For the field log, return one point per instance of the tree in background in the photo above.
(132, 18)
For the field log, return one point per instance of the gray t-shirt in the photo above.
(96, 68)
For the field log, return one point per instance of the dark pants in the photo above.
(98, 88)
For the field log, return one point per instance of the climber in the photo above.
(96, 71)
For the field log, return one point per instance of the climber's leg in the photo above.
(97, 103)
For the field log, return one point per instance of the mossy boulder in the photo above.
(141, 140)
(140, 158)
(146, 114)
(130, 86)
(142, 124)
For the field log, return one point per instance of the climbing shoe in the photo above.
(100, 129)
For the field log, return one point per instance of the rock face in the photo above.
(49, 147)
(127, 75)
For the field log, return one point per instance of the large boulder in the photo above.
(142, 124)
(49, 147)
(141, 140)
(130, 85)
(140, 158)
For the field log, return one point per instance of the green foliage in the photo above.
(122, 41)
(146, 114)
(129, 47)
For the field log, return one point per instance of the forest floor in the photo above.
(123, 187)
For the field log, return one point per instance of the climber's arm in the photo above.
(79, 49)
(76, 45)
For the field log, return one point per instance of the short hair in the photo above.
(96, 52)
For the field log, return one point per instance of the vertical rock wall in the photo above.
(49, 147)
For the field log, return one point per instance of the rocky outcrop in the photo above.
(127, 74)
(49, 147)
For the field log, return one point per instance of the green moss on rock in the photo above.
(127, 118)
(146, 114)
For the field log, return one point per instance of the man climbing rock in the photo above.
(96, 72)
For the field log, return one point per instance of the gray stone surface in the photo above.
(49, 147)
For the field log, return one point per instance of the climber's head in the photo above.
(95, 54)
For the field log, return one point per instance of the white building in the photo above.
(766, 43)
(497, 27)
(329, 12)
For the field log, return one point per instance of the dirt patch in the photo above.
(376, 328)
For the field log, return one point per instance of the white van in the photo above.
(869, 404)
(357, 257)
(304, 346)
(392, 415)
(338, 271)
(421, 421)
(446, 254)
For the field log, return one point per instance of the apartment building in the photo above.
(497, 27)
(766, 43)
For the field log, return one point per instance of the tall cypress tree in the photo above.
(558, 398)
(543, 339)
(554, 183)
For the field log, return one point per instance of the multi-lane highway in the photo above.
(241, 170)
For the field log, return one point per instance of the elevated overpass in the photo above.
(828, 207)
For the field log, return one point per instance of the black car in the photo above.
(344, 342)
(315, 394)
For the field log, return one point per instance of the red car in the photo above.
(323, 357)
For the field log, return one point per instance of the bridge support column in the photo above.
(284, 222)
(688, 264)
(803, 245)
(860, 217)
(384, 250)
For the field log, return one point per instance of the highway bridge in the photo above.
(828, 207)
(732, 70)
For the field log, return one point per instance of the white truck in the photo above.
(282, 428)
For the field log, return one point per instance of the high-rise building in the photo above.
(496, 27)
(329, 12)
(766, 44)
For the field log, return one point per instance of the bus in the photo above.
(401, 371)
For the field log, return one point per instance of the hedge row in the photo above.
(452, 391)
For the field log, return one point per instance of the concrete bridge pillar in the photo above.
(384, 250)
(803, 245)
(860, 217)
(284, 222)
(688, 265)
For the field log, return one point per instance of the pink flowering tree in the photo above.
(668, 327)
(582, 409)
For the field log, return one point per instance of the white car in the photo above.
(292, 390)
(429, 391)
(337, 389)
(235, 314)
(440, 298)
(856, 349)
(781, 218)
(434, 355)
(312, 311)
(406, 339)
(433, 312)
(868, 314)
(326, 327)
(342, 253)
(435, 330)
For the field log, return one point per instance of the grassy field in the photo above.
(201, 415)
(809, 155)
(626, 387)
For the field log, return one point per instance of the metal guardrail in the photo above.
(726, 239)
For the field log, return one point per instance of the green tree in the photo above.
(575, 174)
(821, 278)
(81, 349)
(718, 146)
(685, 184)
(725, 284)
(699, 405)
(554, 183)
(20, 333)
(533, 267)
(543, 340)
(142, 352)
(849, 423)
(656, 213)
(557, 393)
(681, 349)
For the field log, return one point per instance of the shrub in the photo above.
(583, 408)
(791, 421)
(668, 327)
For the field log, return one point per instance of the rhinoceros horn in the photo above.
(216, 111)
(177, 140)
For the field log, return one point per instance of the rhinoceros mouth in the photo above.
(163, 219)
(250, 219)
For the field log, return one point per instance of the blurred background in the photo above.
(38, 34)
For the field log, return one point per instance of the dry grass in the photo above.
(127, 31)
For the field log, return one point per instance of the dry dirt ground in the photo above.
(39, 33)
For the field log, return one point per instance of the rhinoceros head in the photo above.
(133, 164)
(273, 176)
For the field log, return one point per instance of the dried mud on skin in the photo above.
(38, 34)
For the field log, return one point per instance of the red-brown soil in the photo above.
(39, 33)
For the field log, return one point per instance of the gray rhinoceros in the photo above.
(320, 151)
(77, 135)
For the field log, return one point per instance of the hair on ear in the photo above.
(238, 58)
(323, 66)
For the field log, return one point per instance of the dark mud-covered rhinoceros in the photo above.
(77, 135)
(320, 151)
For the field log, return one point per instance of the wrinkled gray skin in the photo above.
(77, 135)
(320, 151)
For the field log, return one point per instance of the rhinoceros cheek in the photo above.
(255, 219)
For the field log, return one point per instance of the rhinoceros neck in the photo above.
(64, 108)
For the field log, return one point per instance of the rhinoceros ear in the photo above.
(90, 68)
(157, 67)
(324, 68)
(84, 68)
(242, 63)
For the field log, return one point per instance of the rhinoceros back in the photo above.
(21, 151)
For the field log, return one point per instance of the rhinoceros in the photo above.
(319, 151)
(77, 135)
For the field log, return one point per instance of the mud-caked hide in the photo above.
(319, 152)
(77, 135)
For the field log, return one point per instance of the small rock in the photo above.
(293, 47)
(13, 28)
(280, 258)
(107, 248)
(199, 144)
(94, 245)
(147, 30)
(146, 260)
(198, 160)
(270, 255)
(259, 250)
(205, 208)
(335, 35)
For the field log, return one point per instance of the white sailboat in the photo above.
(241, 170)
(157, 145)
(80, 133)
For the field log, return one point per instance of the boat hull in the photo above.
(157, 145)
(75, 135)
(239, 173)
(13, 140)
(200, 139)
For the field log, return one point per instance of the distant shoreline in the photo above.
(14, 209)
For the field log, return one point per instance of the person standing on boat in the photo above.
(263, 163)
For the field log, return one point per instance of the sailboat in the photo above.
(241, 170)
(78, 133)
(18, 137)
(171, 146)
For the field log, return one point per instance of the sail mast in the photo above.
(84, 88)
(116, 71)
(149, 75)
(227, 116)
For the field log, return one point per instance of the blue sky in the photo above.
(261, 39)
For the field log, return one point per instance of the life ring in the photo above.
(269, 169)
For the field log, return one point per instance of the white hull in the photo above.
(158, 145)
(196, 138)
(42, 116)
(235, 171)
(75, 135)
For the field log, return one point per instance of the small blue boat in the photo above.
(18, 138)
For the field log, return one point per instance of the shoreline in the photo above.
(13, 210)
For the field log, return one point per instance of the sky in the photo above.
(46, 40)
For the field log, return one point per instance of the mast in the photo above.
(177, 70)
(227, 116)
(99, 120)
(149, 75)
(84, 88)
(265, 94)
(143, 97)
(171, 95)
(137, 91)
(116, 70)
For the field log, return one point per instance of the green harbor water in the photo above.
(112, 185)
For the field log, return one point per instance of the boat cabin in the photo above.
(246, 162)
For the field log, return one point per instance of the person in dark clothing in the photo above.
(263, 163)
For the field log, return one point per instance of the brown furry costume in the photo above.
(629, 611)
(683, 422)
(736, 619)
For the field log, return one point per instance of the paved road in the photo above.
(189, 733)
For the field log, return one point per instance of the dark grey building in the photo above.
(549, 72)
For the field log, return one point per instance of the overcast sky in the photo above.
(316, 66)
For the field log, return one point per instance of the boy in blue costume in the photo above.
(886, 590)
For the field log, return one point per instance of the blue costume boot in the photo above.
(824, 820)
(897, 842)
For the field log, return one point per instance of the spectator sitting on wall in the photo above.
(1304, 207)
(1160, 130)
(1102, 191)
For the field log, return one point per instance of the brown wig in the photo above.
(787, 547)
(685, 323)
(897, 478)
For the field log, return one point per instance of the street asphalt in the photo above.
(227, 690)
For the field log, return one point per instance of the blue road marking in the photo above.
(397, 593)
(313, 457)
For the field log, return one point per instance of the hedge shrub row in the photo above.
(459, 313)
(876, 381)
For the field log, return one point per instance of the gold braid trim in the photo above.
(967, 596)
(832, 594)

◆ ◆ ◆ ◆ ◆

• What you have to do: Lines from the one holding "trim in the photo above." to the end of the listing above are the only ones to transcribe. Keep each exactly as written.

• Exercise output:
For the field log, return one point per instance of the gold braid trim in the photo above.
(967, 596)
(832, 594)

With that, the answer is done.